● **Task**
Restating the data exactly is the whole task.

● **Data for this task**
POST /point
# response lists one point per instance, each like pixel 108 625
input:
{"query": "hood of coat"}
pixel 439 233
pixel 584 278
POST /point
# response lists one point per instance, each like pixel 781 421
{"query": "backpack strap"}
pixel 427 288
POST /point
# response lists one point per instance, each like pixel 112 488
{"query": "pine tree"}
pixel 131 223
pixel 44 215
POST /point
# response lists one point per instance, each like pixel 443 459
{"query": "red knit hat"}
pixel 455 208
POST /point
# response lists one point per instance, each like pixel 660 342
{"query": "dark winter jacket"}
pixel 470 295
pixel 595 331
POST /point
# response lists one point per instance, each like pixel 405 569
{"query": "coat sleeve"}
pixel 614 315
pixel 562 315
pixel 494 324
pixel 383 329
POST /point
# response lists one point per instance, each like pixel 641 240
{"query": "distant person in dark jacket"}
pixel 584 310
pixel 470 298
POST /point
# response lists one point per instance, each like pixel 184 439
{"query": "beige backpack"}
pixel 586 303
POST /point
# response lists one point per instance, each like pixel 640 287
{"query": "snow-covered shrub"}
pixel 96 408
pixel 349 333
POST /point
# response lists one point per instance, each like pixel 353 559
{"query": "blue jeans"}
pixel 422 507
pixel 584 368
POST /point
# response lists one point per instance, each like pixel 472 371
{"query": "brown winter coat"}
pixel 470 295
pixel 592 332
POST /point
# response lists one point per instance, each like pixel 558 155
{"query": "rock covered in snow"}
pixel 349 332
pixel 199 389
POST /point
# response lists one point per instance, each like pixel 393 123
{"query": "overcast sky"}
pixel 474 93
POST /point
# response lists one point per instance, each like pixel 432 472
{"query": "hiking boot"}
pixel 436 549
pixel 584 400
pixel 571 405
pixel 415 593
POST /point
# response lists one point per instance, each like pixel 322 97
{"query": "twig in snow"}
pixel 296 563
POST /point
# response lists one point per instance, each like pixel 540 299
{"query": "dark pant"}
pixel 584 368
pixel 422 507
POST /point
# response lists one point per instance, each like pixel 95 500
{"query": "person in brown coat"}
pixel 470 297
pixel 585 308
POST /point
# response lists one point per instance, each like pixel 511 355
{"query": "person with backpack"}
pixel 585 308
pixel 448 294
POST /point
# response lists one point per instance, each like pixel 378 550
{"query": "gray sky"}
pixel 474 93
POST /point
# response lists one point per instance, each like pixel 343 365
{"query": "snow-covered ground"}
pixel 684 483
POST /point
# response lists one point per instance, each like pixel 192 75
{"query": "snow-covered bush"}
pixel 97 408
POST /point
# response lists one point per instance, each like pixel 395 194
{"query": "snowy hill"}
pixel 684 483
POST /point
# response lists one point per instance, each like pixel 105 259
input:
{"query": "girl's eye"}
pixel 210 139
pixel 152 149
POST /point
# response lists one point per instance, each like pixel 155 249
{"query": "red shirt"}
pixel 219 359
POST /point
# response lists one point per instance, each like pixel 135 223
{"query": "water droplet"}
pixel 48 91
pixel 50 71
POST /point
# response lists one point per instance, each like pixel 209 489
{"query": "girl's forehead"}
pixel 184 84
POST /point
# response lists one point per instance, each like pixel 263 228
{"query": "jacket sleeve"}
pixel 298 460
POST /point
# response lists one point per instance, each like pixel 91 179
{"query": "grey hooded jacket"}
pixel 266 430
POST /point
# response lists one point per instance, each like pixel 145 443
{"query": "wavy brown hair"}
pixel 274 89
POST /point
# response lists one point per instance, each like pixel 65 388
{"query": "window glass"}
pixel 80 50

● **Exercise answer**
POST /point
# response lists one point per instance, each like pixel 108 625
input:
{"query": "hood of coat"}
pixel 439 233
pixel 584 278
POST /point
# response lists one point per instance, each like pixel 781 421
{"query": "backpack strap"}
pixel 427 288
POST /point
# response lists one point per instance, each like pixel 112 488
{"query": "pine tree"}
pixel 131 223
pixel 44 215
POST /point
# response lists one point per instance, each like pixel 443 459
{"query": "red knit hat"}
pixel 455 208
POST /point
# response lists one point per instance, each like pixel 660 342
{"query": "dark winter jacket"}
pixel 470 295
pixel 595 331
POST /point
# response lists one point per instance, each like pixel 405 569
{"query": "coat sleeve"}
pixel 614 315
pixel 562 315
pixel 494 324
pixel 383 329
POST /point
# response lists one point per instance, each like pixel 641 240
{"query": "distant person in dark jacket"}
pixel 584 310
pixel 470 298
POST /point
# response lists one point per instance, each like pixel 184 439
{"query": "beige backpack"}
pixel 586 303
POST /point
# response lists one point per instance, each like pixel 640 287
{"query": "snow-covered shrub"}
pixel 96 408
pixel 349 333
POST /point
# response lists one point per instance, each like pixel 353 559
{"query": "blue jeans"}
pixel 422 507
pixel 584 368
POST /point
# response lists one point per instance, each like pixel 472 371
{"query": "brown winter coat"}
pixel 470 295
pixel 592 332
POST /point
# response lists one point per instance, each like pixel 558 155
{"query": "rock covered in snow"}
pixel 349 332
pixel 199 389
POST /point
# response lists one point per instance, each like pixel 393 123
{"query": "overcast sky"}
pixel 474 93
POST /point
# response lists one point per instance, each like pixel 432 472
{"query": "hiking boot"}
pixel 436 549
pixel 584 400
pixel 571 405
pixel 415 593
POST /point
# response lists one point per instance, each like pixel 322 97
{"query": "twig in snow"}
pixel 296 563
POST /point
# response lists one point per instance, each like pixel 540 299
{"query": "dark pant"}
pixel 584 368
pixel 422 507
POST /point
# response lists one point per instance, each like pixel 95 500
{"query": "person in brown coat"}
pixel 470 297
pixel 585 308
POST /point
# response lists one point per instance, each like pixel 511 355
{"query": "person with backpack"}
pixel 585 308
pixel 448 294
POST /point
# response lists one point per instance, each like pixel 378 550
{"query": "gray sky"}
pixel 474 93
POST /point
# response lists one point per instance, each like pixel 343 365
{"query": "snow-covered ground"}
pixel 684 483
POST /point
# response lists one point per instance, each like pixel 192 75
{"query": "snow-covered bush"}
pixel 97 408
POST /point
# response lists one point per instance, each like pixel 395 194
{"query": "snowy hill"}
pixel 684 483
POST /point
# response lists one point per instance, each like pixel 105 259
input:
{"query": "girl's eye"}
pixel 210 139
pixel 152 149
POST /point
# response lists one point per instance, each like pixel 155 249
{"query": "red shirt"}
pixel 219 359
POST /point
# response lists one point per instance, each like pixel 135 223
{"query": "water droplet"}
pixel 48 91
pixel 50 71
POST /point
# response lists one point per instance, each like pixel 209 489
{"query": "girl's forehead"}
pixel 184 84
POST /point
# response lists one point per instance, each like pixel 263 228
{"query": "jacket sleeve"}
pixel 298 460
POST /point
# response lists one point per instance, each like pixel 91 179
{"query": "grey hooded jacket"}
pixel 266 430
POST /point
# response lists one point per instance, each like pixel 145 443
{"query": "wavy brown hair"}
pixel 274 89
POST /point
# response lists one point per instance, each like pixel 65 388
{"query": "window glass"}
pixel 80 50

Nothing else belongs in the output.